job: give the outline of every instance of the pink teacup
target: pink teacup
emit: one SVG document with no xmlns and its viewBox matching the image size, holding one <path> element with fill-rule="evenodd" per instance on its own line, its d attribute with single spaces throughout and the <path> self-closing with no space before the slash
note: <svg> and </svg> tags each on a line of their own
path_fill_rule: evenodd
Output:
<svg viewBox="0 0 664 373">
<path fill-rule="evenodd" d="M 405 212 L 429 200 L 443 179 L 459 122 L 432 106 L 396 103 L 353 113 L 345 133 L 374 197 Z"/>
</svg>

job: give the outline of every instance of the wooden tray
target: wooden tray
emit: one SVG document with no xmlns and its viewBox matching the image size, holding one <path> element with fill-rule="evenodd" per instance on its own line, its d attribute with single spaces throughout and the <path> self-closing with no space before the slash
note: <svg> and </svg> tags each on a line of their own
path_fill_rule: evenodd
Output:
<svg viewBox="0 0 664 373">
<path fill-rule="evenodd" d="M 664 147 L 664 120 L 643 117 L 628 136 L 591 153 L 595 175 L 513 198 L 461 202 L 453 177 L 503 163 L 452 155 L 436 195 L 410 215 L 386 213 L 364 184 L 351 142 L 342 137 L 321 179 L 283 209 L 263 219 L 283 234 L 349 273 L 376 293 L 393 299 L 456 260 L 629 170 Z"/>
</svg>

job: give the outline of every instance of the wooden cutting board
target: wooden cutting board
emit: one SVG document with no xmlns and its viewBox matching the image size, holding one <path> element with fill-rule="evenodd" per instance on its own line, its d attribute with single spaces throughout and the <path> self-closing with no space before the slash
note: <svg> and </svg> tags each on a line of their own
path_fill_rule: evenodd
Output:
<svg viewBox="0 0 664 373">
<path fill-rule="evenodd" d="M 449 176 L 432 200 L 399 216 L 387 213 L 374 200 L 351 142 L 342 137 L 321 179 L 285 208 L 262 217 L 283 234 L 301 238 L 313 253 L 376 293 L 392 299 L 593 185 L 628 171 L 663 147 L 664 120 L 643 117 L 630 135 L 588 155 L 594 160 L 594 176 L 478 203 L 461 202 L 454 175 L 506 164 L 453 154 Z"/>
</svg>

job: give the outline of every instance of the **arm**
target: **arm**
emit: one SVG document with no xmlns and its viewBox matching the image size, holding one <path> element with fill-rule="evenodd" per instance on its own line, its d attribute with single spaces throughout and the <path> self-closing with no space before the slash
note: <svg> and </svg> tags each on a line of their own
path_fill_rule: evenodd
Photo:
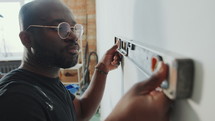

* What is asked
Echo all of the data above verbatim, leaving the pictures out.

* Result
job: give the outline of every instance of the pink teacup
target: pink teacup
emit: one SVG document with no xmlns and its viewBox matching the image size, holding one <path> element with fill-rule="evenodd" per instance on its own line, its d attribute with single spaces throughout and the <path> self-closing with no space before the slash
note: <svg> and </svg> tags each on a line of their own
path_fill_rule: evenodd
Output:
<svg viewBox="0 0 664 373">
<path fill-rule="evenodd" d="M 405 212 L 429 200 L 443 179 L 459 122 L 432 106 L 396 103 L 353 113 L 345 133 L 374 197 Z"/>
</svg>

job: give the outline of every instance of the wooden tray
target: wooden tray
emit: one SVG document with no xmlns and its viewBox matching the image size, holding one <path> element with fill-rule="evenodd" per instance on its own line, its d attribute with single spaces throughout and the <path> self-closing with no space before the slash
note: <svg> and </svg> tags each on a line of their own
path_fill_rule: evenodd
Output:
<svg viewBox="0 0 664 373">
<path fill-rule="evenodd" d="M 664 147 L 664 120 L 643 117 L 628 136 L 591 153 L 595 175 L 513 198 L 461 202 L 453 177 L 503 163 L 452 155 L 436 195 L 410 215 L 386 213 L 364 184 L 351 142 L 342 137 L 321 179 L 283 209 L 263 219 L 283 234 L 349 273 L 376 293 L 393 299 L 456 260 L 629 170 Z"/>
</svg>

job: give the outline of every instance of the wooden cutting board
target: wooden cutting board
emit: one SVG document with no xmlns and its viewBox matching the image size, holding one <path> element with fill-rule="evenodd" per instance on its own line, its d attribute with single spaces throughout and the <path> self-closing with no space before the slash
note: <svg> and </svg> tags each on a line of their own
path_fill_rule: evenodd
Output:
<svg viewBox="0 0 664 373">
<path fill-rule="evenodd" d="M 449 176 L 432 200 L 399 216 L 387 213 L 374 200 L 351 142 L 342 137 L 321 179 L 285 208 L 262 217 L 283 234 L 301 238 L 313 253 L 376 293 L 392 299 L 593 185 L 628 171 L 663 147 L 664 120 L 643 117 L 630 135 L 588 155 L 594 160 L 594 176 L 478 203 L 461 202 L 454 175 L 506 164 L 453 154 Z"/>
</svg>

job: give the outline of every instance of the **arm**
target: **arm**
emit: one SVG document with no xmlns and its viewBox matching the image size, holding one <path> element with fill-rule="evenodd" per instance on its own line, its d attribute with single spaces throughout and the <path> self-closing with no space before the slash
note: <svg> and </svg> tags each on a line of their own
path_fill_rule: evenodd
Photo:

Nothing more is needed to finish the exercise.